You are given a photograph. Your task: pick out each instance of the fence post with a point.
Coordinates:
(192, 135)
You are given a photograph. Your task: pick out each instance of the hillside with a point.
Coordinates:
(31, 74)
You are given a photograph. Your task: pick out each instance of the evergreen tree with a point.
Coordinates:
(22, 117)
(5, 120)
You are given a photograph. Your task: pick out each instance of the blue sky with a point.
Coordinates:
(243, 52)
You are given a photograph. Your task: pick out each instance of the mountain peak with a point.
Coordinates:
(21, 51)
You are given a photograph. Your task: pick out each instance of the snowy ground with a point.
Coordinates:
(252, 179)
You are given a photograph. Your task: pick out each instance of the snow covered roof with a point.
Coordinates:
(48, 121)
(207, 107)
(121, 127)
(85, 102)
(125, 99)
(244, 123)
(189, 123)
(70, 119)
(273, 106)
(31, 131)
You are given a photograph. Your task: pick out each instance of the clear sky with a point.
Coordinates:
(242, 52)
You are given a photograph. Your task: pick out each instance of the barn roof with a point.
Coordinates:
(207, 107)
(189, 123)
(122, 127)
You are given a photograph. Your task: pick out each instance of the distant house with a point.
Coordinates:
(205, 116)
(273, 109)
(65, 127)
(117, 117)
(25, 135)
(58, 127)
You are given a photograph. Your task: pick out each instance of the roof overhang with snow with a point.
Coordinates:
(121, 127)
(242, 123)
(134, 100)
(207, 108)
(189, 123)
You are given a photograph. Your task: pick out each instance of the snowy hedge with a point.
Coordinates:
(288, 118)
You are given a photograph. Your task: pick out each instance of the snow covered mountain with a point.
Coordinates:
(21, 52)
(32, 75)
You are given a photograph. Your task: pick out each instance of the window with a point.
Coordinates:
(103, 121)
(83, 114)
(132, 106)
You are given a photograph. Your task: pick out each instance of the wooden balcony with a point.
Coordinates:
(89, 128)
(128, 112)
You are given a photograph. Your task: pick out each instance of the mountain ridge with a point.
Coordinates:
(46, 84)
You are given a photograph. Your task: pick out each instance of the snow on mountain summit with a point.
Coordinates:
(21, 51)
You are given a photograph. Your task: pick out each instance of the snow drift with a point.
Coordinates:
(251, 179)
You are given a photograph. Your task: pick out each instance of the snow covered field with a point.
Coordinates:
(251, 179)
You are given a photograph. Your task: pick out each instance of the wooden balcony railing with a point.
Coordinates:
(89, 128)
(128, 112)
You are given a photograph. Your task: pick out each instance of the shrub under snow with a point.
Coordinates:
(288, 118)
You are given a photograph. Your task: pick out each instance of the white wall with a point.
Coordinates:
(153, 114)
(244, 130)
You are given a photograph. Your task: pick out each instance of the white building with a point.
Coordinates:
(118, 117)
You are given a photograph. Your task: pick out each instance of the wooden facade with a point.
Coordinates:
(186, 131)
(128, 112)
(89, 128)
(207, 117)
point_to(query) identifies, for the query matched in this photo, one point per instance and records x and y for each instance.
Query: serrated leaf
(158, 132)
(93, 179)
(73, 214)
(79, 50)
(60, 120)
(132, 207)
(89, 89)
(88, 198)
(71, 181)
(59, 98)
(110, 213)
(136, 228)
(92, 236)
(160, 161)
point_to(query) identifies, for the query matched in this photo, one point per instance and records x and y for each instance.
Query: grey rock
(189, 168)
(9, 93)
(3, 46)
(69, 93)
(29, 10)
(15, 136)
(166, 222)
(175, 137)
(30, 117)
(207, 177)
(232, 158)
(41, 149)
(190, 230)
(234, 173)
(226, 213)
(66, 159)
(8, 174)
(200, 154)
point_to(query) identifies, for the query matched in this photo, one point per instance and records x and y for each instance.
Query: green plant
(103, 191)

════════════════

WHAT IS NEEDED – Counting only exact-case matches, how many lines of the listing above contain the string "balcony"? Reply with the number alone.

SOLUTION – 2